◆ **Tarea indicada A**
Reproduzca literalmente, del texto sobre los intelectuales ante la revolución cubana, el pasaje que se abre con las palabras que contienen "El intelectual más" y se cierra con "de la adhesión.".

___ Fragmento del documento ___

El intelectual más influyente de la posguerra europea, el filósofo francés Jean-Paul Sartre, visitó Cuba con Simone de Beauvoir en 1960, y a su regreso dedicó a la revolución castrista varios artículos en France

Soir, que luego se reunirían en el libro Huracán sobre el azúcar. El libro de Sartre mira y elogia; la suya no es una mirada entregada del todo, pero da el pistoletazo de salida, marca el tono de la adhesión.

Julio Cortázar, Octavio Paz, Hans Magnus Enszensberger, Graham Greene, etcétera, sintieron la llamada de La Habana. El patriarca de las letras isleñas, Lezama Lima, vio la revolución presentarse a sus ojos como el cumplimiento de su proyecto poético; tiempo tendría para desengañarse amargamente. Para algunos, como Cortázar, esa revolución era ideal, pues nacía libre de los crímenes y la arterioesclerosis burocrática soviética. El autor de Rayuela veía cumplirse, muy propiamente en el trópico, un sueño arcádico y un arquetipo del pastoralismo anglosajón: "Los cubanos no odian a nadie y no tienen miedo a nadie. Son como niños en muchos aspectos; juegan, se ríen, trabajan bailando, cantan", escribe a Paul Blackburn. Y Pablo Neruda dedica a Castro y sus barbudos una "canción de gesta" que quizá no esté entre lo más memorable de su ingente producción en verso, pero que es reveladora: "... Fidel Castro, con quince de los suyos / y con la libertad baja a la arena. / La isla estaba oscura como de luto, / pero izaron la luz como bandera... Fatigados y ardientes caminaban/ por honor y deber hacia la guerra. / No tenían más armas que su sangre: / iban desnudos como si nacieran. / Y así nació la libertad de Cuba".

Otros, como Wole Soyinka, no apreciaban tanto la revolución cubana propiamente dicha cuanto los efectos de su geopolítica en remotas latitudes: las campañas militares en las guerras africanas o el establecimiento de los primeros vínculos de cohesión cultural iberoamericana. En muchos otros casos, como los del Nobel Gabriel García Márquez o el popularísimo Graham Greene, contumaces en la amistad con espadones de uniforme, hay que suponer que del Comandante, con su viril pistola siempre al cinto, emana una "erótica del poder": veáse el extraordinario ensayo La hora final de Castro, de Andrés Oppenheimer, y Permiso para vivir, de Alfredo Bryce Echenique. Finalmente, en algunos casos se ha tratado de periodistas y literatos cantamañanas que los servicios de inteligencia del régimen han considerado potencialmente influyentes, y que han aprovechado la ocasión revolucionaria para beber roncitos en el trópico y tumbar mulatas extrañamente enamoradizas y extrañamente curiosas de sus opiniones y contactos.

___

◆ **Tarea indicada B**
Transcriba sin alteración alguna, de los registros que figuran a continuación, el tramo que comienza con la línea que contiene "mark: the banana slice on pancake" y termina con la que contiene "Target: yogurt dollop", ambas incluidas.

___ Datos proporcionados ___

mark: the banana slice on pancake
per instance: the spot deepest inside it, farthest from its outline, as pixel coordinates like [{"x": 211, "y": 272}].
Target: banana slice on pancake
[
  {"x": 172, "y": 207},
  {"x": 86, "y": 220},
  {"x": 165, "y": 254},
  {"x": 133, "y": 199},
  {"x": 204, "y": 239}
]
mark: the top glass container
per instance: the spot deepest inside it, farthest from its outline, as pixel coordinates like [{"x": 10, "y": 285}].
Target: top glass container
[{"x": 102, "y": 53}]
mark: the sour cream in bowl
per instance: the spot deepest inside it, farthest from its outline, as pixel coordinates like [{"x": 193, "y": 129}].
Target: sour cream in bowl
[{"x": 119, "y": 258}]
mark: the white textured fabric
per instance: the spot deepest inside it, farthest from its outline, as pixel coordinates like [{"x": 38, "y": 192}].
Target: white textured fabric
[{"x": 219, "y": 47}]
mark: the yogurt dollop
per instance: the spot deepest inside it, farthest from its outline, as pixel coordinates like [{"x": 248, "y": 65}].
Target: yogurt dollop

___
___ Datos proporcionados ___

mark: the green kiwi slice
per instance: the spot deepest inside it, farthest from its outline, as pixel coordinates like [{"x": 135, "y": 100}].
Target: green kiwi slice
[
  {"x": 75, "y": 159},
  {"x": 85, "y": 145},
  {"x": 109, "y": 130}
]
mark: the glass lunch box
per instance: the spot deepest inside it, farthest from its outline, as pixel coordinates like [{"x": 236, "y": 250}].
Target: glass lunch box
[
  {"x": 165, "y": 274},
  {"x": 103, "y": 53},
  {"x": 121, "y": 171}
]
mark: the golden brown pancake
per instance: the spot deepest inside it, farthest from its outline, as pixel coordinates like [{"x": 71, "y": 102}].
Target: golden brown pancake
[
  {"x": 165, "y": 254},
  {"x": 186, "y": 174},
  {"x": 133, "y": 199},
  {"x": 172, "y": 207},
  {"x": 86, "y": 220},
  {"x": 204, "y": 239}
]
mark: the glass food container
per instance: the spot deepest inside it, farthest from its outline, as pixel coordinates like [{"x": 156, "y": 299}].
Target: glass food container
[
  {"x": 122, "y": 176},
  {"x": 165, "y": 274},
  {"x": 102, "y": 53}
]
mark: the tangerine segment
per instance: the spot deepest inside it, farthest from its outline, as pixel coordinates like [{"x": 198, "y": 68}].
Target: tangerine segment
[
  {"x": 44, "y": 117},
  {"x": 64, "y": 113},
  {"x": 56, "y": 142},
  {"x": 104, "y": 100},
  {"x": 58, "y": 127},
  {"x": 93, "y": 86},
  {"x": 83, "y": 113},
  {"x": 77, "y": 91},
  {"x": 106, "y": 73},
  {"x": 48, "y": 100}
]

___

◆ **Respuesta correcta A**
El intelectual más influyente de la posguerra europea, el filósofo francés Jean-Paul Sartre, visitó Cuba con Simone de Beauvoir en 1960, y a su regreso dedicó a la revolución castrista varios artículos en France

Soir, que luego se reunirían en el libro Huracán sobre el azúcar. El libro de Sartre mira y elogia; la suya no es una mirada entregada del todo, pero da el pistoletazo de salida, marca el tono de la adhesión.

◆ **Respuesta correcta B**
mark: the banana slice on pancake
per instance: the spot deepest inside it, farthest from its outline, as pixel coordinates like [{"x": 211, "y": 272}].
Target: banana slice on pancake
[
  {"x": 172, "y": 207},
  {"x": 86, "y": 220},
  {"x": 165, "y": 254},
  {"x": 133, "y": 199},
  {"x": 204, "y": 239}
]
mark: the top glass container
per instance: the spot deepest inside it, farthest from its outline, as pixel coordinates like [{"x": 10, "y": 285}].
Target: top glass container
[{"x": 102, "y": 53}]
mark: the sour cream in bowl
per instance: the spot deepest inside it, farthest from its outline, as pixel coordinates like [{"x": 193, "y": 129}].
Target: sour cream in bowl
[{"x": 119, "y": 258}]
mark: the white textured fabric
per instance: the spot deepest inside it, farthest from its outline, as pixel coordinates like [{"x": 38, "y": 192}].
Target: white textured fabric
[{"x": 219, "y": 47}]
mark: the yogurt dollop
per instance: the spot deepest inside it, farthest from its outline, as pixel coordinates like [{"x": 248, "y": 65}].
Target: yogurt dollop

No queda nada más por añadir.